» **Set of tasks**
a) In the jail-cell reflection below, what name did the Salvadoran give the freight train?
b) Continue the jail-cell reflection below, starting after its last sentence.

» **Extracted text**

In a jail cell I pray with my biography in mind.

It’s the most frenetic time of the year: I’m alone. All I have are decades of history behind me, a community behind me that leads me to parts of the empire where the most outrageous violence takes place in the name of democracy and freedom.

I’m in jail in Bangor, Maine. This state attracts tourists from all over the world, yet on an average per capita basis Maine incarcerates more people than other state in the nation.

I’m still dealing with the trip I just made along the border; flashbacks to conversations; flashbacks to faces; flashbacks to train tracks in Arriaga, Mexico, where the undocumented catch freight trains to al norte, and all the feelings that trains bring–chills encompass my body when I hear an engine whistle blow. The whistle of a “monstro de hierro” – the iron monster, as one Salvadoran put to me in a brief moment of testimony that he shared while waiting to jump a train in Mexico after having walked six days to get there. This eats away at me because people lose their lives on trains because they can’t stay awake and fall off.

But I’m also pondering what some of the guards said who spoke to me; cared about me. Two encounters:

One man approaches me and asks me why I didn’t bale out? Why did I stay the night in jail. He made it clear that he wasn’t trying to make a statement supporting what I did; he just wanted to know why I’d spend the night in jail when I could have left. I told the man that I appreciated the question and for giving me the opportunity to clarify my own decision not to accept bail.

I told him that I believed in what Gandhi called “truth force” and his noncooperation with evil. That’s what I was trying to do; not cooperate with the war as best I could, knowing full well that there were times when I remained silent. A flashback to the Press Conference on the complicity theme. I have to own up on that.

» **Data**
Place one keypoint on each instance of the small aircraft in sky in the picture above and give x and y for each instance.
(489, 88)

» **Task-by-task results**
a) He called it a "monstro de hierro," the iron monster.

b)
I told the man that I didn’t want to pay bail because I didn’t want to cooperate with the system; I wanted to go before a judge, plead innocent and be released under my own recognizance.

The man appreciated the remarks and that I could make a stand. He lauded me for that. He believed that in most of society people don't make stands. He even included himself. He worked at the prison to provide security for his family. At times he saw things that demanded that he say something and he didn't. He put his hands up to his lips as though sealing them. He told me how conflictive it was for him. The man cared. I wanted to give him a hug. Tell him that I was with him. Bonding happened; I could feel his spirit and I think that he felt some of mine just by the way we looked at each other.

Later, after a judge gave me a trial date for January 11 and let me go on my own recognizance, I’m taken out of the court room in my shackles where a guard takes them off and puts handcuffs on me. They are attached to another man who can’t leave jail because bail was prohibitive for him. We start to walk toward the jail and the guard tells me that there are press people outside. I ask who they are waiting for: he says that they’re waiting for you. Then he tells me what’s going to happen: I can’t stop, just keep to myself and keep walking. The man could have said nothing and his comment gave me thirty-seconds to think of a sound bite.

A channel 7 reporter who was with us at Snow’s office is there with a camera person. She asks, “And so now what do you think?”

I said to her, “At this point in time perhaps citizenship means some jail-time attached to it. The time in jail was a spiritual experience. Hopefully some of the energy of that experience will touch Senator Snow and she’ll change her mind about Iraq.”